„Diese junge Kämpferin, die mit ihrem Herzen und Hirn sie alle [Revolutionär:innen, Anm. KH] umfaßte, wird auch nach ihrem Tode durch ihre Bücher ein lebendiger Zeuge der proletarischen Revolution bleiben.“ (S. XXXI). Die bis heute eher unbekannte und früh verstorbene Journalistin und Pazifistin Larissa Reissner war eine große Verfechterin der Russischen Revolution, sie glaubte an den Sieg der aufständischen Arbeiter:innen, als Anhängerin der Bolschewiki und überzeugte Kommunistin. In ihren Schriften, die Momentaufnahmen sind, gab sie den Leser:innen einen Eindruck dieser Zeiten, in denen sich die Menschen für eine gerechte gesellschaftliche Umwälzung einsetzten.
Die ausgewählten Beiträge Reissners wurden 1926 von Karl Radek (1885-1939), der lange Zeit an der Seite Lenins wirkte, zum 10. Jahrestag der Oktoberrevolution im Neuen Deutschen Verlag (Berlin) herausgegeben und mit einem Vorwort eingeleitet, in dem es heißt: „Zu der winzigen Zahl der Intellektuellen, die nicht nur entschieden zum kämpfenden Proletariat übertrat, sondern übertrat mit tiefem Bewußtsein der weltgeschichtlichen Bedeutung der Ereignisse, mit tiefem Glauben an den Sieg, ja, mit einem Aufjuchzen gehörte Larissa Reissner.“ (S. XII, Hervorhebung im Original).
„Oktober“ umfasst fünf Reportagen und Beobachtungen aus den Jahren der gesellschaftlichen und politischen Umbrüche in Russland, Afghanistan und Deutschland.
Im ersten Abschnitt „Die Front. 1918-1919“ berichtet Reissner von den Kampfhandlungen und heroischen Taten der Revolutionär:innen im russischen Bürgerkrieg direkt aus den bekannten umkämpften Orten wie bspw. Swijaschsk, Astrachan und Baku, um der jungen Generation ein Bild der damaligen Zeit zu vermitteln. Sie führt dazu in ihrer Vorbemerkung aus: „Dieses Buch widme ich den Studenten der Arbeiterfakultäten. – Mögen sie schimpfen, mag ihnen manches der ketzerischen Worte in der Kehle steckenbleiben. Aber mögen sie es zu Ende lesen, erfahren, wie es war, von Kasan – bis Enseli. Es waren dröhnende Siege, es waren Niederlagen in einem Meere von Blut. An der Wolga, Kama und am Kaspischen Meere zur Zeit der Großen Russischen Revolution.“ (S. 8). Mit einem außergewöhnlichen Blick für Details und einem Gespür für die Menschen in dieser Zeit schildert sie das Leben und Überleben im Krieg und auf der Flucht. Eindrücklich mahnt Reissner: „Brüder! – ein verbrauchtes, unglückseliges Wort. Aber es kommt zuweilen, in den Augenblicken der äußersten Not und Gefahr – dann ist es heilig, groß, unantastbar. Und jener hat niemals gelebt und weiß nichts vom Leben, der nicht eines Nachts zerfetzt und verlaust auf dem schmutzigen Boden gelegen und sich nicht dabei gedacht hat, daß die Welt herrlich, unendlich herrlich ist. Daß das Alte zusammengebrochen ist, und daß das Leben mit nackten Händen um seine unumstößliche Wahrheit kämpft, um die weißen Schwäne seiner Auferstehung, um etwas unvergleichlich Größeres und Besseres als dieses Stück Sternenhimmel, das durch die samtschwarzen Fenster mit der ausgeschlagenen Scheibe sichtbar ist – um die Zukunft der ganzen Menschheit.“ (S. 51).
□ □ □ □ □
** AUFGABE A **
Ersetze in den Einträgen „tank top“ durch „T-shirt“ und gib nur diesen Abschnitt unverändert im Übrigen wieder: Beginne bei der Zeile mit „segment the yellow tank top“ und höre nach der letzten Zeile der Einträge auf.
□ □ □ □ □
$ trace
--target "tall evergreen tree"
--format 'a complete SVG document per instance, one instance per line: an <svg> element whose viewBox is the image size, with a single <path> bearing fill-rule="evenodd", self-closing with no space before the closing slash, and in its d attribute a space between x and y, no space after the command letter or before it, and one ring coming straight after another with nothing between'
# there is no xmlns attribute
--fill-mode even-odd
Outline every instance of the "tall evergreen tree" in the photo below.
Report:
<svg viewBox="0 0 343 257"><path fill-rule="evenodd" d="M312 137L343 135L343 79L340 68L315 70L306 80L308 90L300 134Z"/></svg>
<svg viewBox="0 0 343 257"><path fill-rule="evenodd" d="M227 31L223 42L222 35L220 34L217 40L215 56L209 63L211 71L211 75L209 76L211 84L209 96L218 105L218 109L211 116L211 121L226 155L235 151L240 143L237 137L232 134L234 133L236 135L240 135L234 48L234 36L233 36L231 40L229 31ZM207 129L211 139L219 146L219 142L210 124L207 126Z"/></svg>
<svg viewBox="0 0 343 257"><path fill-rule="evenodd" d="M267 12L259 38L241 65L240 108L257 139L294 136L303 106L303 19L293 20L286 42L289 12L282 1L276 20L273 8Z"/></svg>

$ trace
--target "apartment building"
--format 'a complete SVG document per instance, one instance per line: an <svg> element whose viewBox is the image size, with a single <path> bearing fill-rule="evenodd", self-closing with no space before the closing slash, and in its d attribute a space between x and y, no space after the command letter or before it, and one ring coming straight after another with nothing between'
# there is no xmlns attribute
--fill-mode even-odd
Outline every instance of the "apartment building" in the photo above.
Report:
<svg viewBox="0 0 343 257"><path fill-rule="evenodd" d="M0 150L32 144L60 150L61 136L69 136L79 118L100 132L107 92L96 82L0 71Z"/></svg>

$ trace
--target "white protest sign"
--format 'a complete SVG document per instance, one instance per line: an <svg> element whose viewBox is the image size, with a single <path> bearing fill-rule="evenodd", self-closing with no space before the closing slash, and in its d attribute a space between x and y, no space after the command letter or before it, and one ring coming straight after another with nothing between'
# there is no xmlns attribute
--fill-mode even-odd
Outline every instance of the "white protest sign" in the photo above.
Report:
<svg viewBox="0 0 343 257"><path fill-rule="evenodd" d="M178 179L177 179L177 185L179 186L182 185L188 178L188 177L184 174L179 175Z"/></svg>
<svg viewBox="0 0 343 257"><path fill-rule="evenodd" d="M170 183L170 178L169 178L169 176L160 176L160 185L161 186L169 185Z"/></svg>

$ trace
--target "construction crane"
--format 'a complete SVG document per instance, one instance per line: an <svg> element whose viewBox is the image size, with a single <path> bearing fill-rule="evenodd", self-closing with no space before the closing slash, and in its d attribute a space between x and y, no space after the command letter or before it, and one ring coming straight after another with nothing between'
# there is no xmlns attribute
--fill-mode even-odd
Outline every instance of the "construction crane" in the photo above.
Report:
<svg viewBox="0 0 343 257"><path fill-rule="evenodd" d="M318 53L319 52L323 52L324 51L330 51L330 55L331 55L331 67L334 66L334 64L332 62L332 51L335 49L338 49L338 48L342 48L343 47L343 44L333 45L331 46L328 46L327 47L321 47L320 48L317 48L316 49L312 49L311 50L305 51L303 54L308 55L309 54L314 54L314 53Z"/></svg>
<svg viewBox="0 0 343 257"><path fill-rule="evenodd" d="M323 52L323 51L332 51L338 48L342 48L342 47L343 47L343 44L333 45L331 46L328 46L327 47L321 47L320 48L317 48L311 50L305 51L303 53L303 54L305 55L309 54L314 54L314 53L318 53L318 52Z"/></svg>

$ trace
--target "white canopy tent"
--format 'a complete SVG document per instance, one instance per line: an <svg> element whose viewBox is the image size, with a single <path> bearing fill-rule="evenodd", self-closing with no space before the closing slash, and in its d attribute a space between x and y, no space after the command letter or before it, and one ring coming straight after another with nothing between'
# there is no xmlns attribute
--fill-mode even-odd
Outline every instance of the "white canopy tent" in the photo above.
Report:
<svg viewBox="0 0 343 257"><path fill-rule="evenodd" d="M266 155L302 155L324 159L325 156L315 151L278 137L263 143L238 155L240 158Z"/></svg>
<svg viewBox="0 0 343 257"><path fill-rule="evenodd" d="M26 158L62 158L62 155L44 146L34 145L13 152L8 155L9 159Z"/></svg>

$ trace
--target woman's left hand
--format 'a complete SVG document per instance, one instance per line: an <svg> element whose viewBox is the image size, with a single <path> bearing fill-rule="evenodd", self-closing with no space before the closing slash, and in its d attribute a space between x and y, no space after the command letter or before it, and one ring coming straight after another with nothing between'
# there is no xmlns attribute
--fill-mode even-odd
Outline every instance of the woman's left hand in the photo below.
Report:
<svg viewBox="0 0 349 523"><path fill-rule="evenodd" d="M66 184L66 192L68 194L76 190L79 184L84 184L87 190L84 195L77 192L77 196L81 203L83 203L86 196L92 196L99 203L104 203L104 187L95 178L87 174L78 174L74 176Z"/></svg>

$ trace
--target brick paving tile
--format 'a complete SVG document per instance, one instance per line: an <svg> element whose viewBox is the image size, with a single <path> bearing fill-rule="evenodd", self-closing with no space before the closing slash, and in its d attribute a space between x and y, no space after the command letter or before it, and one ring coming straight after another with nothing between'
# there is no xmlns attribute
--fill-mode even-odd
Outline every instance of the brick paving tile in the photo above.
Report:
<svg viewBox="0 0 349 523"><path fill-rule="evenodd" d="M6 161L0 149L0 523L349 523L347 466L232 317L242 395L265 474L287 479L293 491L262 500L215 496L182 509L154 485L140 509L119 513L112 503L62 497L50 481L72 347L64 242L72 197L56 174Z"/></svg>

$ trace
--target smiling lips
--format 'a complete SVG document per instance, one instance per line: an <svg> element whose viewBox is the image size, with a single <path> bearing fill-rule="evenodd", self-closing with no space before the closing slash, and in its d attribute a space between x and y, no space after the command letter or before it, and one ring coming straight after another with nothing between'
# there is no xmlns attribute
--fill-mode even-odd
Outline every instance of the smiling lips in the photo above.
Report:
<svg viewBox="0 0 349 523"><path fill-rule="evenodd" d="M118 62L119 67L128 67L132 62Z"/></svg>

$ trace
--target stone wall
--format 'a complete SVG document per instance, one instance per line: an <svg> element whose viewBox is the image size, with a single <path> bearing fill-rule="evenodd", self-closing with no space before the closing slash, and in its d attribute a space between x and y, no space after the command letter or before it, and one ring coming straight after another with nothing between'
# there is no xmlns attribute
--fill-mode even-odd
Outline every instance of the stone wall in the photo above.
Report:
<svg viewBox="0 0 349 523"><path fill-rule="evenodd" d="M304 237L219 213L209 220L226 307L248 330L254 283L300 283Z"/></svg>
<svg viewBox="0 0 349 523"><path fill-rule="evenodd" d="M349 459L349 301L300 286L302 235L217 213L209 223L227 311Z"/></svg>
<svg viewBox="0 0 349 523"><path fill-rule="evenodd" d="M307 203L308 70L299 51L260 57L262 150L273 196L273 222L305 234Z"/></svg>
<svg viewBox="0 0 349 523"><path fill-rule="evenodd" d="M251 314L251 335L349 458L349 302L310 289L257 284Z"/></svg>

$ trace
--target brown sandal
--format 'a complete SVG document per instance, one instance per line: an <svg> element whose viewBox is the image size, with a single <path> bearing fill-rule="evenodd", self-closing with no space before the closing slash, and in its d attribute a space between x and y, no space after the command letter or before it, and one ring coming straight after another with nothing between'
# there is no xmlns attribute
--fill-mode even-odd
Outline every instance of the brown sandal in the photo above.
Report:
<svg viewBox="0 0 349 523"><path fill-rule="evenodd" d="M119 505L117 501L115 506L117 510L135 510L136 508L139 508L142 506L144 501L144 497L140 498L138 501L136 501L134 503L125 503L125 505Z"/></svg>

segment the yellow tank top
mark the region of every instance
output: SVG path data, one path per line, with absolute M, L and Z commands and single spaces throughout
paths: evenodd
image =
□ □ □ □ □
** AUFGABE B **
In welchem Verlag erschienen laut dem Textauszug die von Karl Radek herausgegebenen Beiträge Reissners?

** VOLLSTÄNDIGE AUSGABE A **
segment the yellow T-shirt
mark the region of every instance
output: SVG path data, one path per line, with absolute M, L and Z commands and single spaces throughout
paths: evenodd
image =

** VOLLSTÄNDIGE AUSGABE B **
Im Neuen Deutschen Verlag in Berlin.